_What is needed_
Below are entries; work out how many of their lines include the string "cloud", and reply with the number only.

=====

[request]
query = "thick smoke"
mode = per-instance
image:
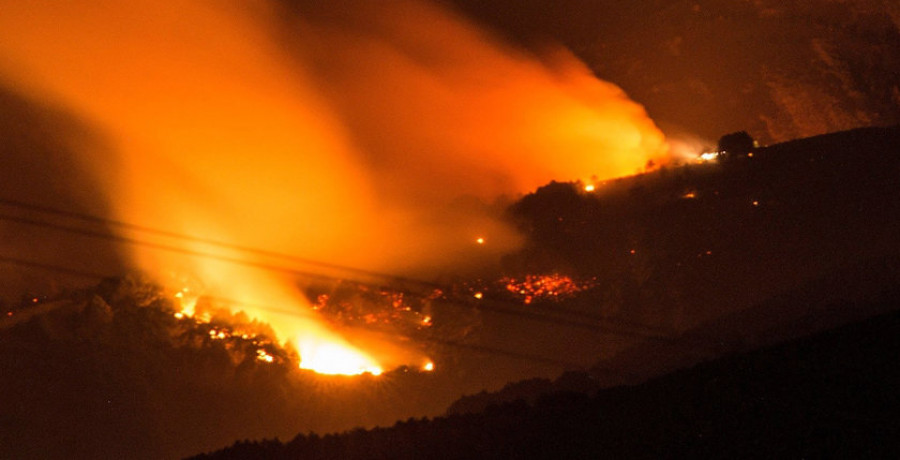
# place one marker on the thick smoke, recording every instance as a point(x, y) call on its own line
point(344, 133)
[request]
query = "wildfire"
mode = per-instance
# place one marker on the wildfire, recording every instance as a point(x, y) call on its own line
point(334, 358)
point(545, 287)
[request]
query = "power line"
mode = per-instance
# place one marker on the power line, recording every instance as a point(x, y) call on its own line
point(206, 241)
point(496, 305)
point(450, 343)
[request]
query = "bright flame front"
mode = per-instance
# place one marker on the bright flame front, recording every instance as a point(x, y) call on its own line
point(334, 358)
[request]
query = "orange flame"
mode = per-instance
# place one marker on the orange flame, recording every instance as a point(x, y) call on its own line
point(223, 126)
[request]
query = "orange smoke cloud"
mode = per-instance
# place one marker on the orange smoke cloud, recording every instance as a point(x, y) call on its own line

=====

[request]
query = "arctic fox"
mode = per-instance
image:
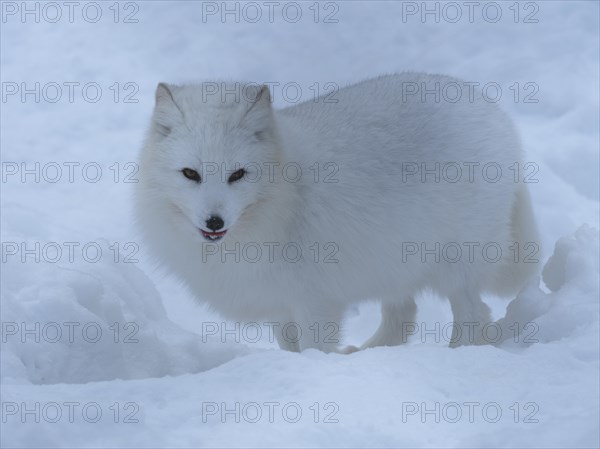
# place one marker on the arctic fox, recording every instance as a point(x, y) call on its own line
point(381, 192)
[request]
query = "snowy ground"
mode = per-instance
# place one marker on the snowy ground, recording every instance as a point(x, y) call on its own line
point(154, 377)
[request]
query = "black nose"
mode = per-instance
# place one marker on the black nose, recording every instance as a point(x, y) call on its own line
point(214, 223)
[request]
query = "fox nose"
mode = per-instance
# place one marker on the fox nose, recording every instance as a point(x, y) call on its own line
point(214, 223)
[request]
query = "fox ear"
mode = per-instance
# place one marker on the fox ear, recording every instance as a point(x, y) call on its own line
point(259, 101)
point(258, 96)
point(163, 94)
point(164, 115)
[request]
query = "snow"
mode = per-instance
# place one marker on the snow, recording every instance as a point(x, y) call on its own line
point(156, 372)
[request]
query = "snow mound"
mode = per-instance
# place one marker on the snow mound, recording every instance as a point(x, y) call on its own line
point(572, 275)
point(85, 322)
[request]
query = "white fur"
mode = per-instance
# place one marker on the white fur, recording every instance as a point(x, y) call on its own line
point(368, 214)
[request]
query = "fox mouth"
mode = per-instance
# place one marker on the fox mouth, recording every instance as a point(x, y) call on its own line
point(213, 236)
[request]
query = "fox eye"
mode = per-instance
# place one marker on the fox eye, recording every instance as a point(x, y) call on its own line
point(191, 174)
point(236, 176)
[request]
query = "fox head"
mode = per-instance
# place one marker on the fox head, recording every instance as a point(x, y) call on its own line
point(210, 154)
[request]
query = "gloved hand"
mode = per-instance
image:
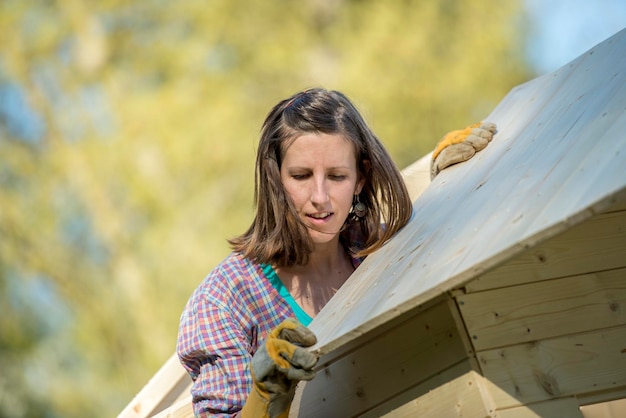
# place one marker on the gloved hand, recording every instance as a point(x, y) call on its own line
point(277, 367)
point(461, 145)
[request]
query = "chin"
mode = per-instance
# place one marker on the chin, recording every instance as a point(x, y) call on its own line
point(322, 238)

=====

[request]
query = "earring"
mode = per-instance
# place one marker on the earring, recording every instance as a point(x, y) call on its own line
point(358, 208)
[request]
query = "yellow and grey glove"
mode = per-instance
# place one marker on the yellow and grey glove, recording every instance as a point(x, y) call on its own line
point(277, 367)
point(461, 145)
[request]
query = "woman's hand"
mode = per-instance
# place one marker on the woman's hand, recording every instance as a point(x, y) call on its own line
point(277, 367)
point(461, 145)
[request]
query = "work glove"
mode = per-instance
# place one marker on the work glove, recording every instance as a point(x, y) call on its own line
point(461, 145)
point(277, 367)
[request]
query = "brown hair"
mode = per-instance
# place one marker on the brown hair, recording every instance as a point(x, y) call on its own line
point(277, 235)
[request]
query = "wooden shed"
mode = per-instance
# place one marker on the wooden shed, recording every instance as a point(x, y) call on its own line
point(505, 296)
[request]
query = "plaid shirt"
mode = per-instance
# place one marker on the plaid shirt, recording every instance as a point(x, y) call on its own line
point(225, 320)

=====

_Exercise answer_
2